Referring to FIG. 3, a flow path through which a coolant moves may be provided on an inner side of the substrate holder 120.

For example, the coolant may be injected into the flow path through an injection port provided on a lower side of the substrate holder 120.

The coolant injected into the flow path may fill between the substrate S and the substrate holder 120 on which the substrate S is seated, which maintain a gap of 200 μm or less, so as to promote thermal conduction through the coolant. Accordingly, a rear surface of the substrate S may be cooled, so that the temperature of the substrate S may be maintained at 80 degrees or less.

In this case, while the coolant filling between the substrate S and the substrate holder 120 mainly transfers thermal energy introduced into the substrate S on an upper side to a cooling device on a lower side through the thermal conduction, leakage of the coolant through a side surface of the substrate holder 120 has to be minimized.

According to one embodiment of the present invention, the coolant may include helium (He). However, since the above configuration is only an example, the coolant is not specifically limited to helium in the present invention.

Meanwhile, according to one embodiment of the present invention, a bias voltage for electrically pulling protons, which will be described below, in a direction toward the etching target layer formed on the substrate S may be applied to the substrate holder 120, and such a configuration will be described in more detail below.

The plasma source may be installed in the process chamber 110. The plasma source may generate plasma so as to etch the etching target layer formed on the substrate S.

According to one embodiment of the present invention, the plasma source may be provided as an electron cyclotron resonance (ECR) plasma source or an inductively coupled plasma (ICP) plasma source.

For example, the ICP plasma source may include an RF coil 131, a first power 132, and a second power 135.

The RF coil 131 may be arranged in a spiral shape on an upper side of the process chamber 110. The RF coil 131 may be connected to the first power 132. The first power 132 may be a high-frequency power.

In this case, the RF coil 131 may be connected to the first power 132 through a matching circuit 133.

In this way, the matching circuit 133 positioned between the RF coil 131 and the first power 132 may serve to match a load impedance and a source impedance in order to apply maximum power to the RF coil 131.

Meanwhile, the second power 135 may be connected to the substrate holder 120. The second power 135 may be a low-frequency power.

The substrate holder 120 and the second power 135 may be connected to each other through a matching box 134 that matches impedances of the substrate holder 120 and the second power 135.

Although not shown in the drawings, the ECR plasma source may include, for example, a waveguide configured to input electromagnetic waves and installed on one side of the process chamber 110, and a magnetic coil or a permanent magnet configured to form a magnetic field and installed within the process chamber 110 so as to be positioned in a direction parallel or perpendicular to a direction in which the electromagnetic waves propagate.

- [Things to do]
1) Answer these questions about the etching apparatus excerpt:
(a) In one embodiment, what may the coolant include?
(b) What kind of power is the first power 132?
(c) Through what component is the RF coil 131 connected to the first power 132?
2) Supply the next part of the etching apparatus excerpt, starting right after its final sentence.
The records play no part in any of this.

Source data:
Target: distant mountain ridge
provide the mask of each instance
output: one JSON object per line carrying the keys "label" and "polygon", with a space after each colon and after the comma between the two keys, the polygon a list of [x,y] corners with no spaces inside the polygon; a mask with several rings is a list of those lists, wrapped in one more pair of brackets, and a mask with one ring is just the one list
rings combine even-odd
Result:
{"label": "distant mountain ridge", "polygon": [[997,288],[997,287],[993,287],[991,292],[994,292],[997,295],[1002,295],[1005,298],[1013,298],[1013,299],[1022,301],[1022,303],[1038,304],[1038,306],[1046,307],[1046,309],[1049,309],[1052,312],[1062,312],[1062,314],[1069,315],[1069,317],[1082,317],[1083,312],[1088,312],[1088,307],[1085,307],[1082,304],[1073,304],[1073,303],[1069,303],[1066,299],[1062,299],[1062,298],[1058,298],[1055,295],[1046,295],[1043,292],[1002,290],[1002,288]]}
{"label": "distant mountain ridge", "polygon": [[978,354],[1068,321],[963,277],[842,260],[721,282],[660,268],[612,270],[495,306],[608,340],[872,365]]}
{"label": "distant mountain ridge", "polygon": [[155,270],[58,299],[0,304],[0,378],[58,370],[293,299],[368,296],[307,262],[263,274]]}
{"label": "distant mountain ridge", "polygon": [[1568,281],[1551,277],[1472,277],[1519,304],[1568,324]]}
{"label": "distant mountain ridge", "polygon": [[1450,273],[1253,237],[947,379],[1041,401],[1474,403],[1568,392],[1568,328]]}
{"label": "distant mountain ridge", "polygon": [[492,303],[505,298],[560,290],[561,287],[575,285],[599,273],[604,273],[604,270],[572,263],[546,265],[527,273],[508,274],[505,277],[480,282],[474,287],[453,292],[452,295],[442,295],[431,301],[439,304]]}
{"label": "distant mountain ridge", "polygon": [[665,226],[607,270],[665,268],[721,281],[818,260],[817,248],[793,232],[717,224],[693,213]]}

- [Answers]
1)
(a) Helium (He).
(b) A high-frequency power.
(c) The matching circuit 133.

2)
In order to generate plasma, the ECR plasma source may be configured such that: when the electromagnetic waves are input into the process chamber 110 through the waveguide while the magnetic field is formed inside the process chamber 110 by the magnetic coil or the permanent magnet, a rotational frequency of electrons due to the magnetic field may match a frequency of the electromagnetic waves so as to cause an electron cyclotron resonance phenomenon; when a gas is injected into an ECR region, the gas may be ionized so as to form plasma; and electrons within the plasma may be accelerated by the resonance phenomenon while passing through the ECR region so as to obtain large energy and allow a diffusion loss to be reduced by the magnetic field, so that an ionization rate of the gas may be increased, and thus ECR plasma may be generated.

Referring again to FIG. 1, the method for the thin film process including the activated proton assist plasma etching according to one embodiment of the present invention may include steps S110, S120, and S130, and each of the steps may be performed through the thin film process device 100 described above.

Step S110

The step S110 may be a step of positioning a substrate S, which has a top surface on which at least one etching target layer among a metallic layer, a metallic oxide layer, and a metallic nitride layer is formed, in a process chamber 110.

In the step S110, the substrate S may be seated on a substrate holder 120 installed in an accommodation space provided in the process chamber 110 such that the etching target layer faces upward.

In this case, the etching target layer may be formed as a single metallic layer. For example, the metallic layer may be formed as a single Cu layer, a single Ni layer, or a single metallic layer formed of an alloy thereof.

In addition, the etching target layer may be formed in multiple layers. For example, in a case of a circuit device, the etching target layer may be formed in multiple layers in which Ni or Co alloy layer/Cu/Ni or Co alloy layer are sequentially stacked on the substrate S.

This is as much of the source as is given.